# SELECTED PASSAGE:
Exception Model
66
SLAU356I – March 2015 – Revised June 2019
Copyright © 2015–2019, Texas Instruments Incorporated
Cortex-M4F Processor
1.5.1 Exception States
Each exception is in one of the following states:
•
Inactive: The exception is not active and not pending.
•
Pending: The exception is waiting to be serviced by the processor. An interrupt request from a
peripheral or from software can change the state of the corresponding interrupt to pending.
•
Active: An exception that is being serviced by the processor but has not completed.
NOTE:
An exception handler can interrupt the execution of another exception handler. In this case,
both exceptions are in the active state.
•
Active and Pending: The exception is being serviced by the processor, and there is a pending
exception from the same source.
1.5.2 Exception Types
The exception types are:
•
Reset: Reset is invoked on power up or a warm reset. The exception model treats reset as a special
form of exception. When reset is asserted, the operation of the processor stops, potentially at any point
in an instruction. When reset is deasserted, execution restarts from the address provided by the reset
entry in the vector table. Execution restarts as privileged execution in Thread mode.

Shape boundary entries
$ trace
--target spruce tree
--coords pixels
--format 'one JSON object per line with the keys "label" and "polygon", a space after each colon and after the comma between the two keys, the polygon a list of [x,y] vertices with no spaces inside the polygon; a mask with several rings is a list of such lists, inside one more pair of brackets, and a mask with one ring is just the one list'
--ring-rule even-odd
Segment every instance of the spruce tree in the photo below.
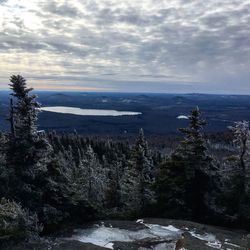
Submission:
{"label": "spruce tree", "polygon": [[10,78],[11,134],[9,137],[7,162],[11,170],[10,188],[16,201],[31,210],[38,211],[43,204],[43,186],[50,145],[37,131],[37,116],[40,105],[26,80],[20,75]]}
{"label": "spruce tree", "polygon": [[154,184],[154,166],[148,143],[144,137],[143,129],[140,129],[139,136],[132,150],[133,168],[137,172],[137,181],[139,185],[139,207],[145,211],[149,205],[154,203],[155,194]]}
{"label": "spruce tree", "polygon": [[165,215],[201,219],[207,212],[205,196],[212,159],[202,133],[205,124],[199,108],[195,108],[189,126],[180,129],[184,139],[158,170],[158,203]]}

# WHAT TO DO:
A) Name every exception state defined in the passage on the processor's exception model.
B) Return the stretch of the passage on the processor's exception model from "1.5.2 Exception Types" through "in Thread mode.".

# FULL ANSWERS:
A)
Inactive
Pending
Active
Active and Pending

B)
1.5.2 Exception Types
The exception types are:
•
Reset: Reset is invoked on power up or a warm reset. The exception model treats reset as a special
form of exception. When reset is asserted, the operation of the processor stops, potentially at any point
in an instruction. When reset is deasserted, execution restarts from the address provided by the reset
entry in the vector table. Execution restarts as privileged execution in Thread mode.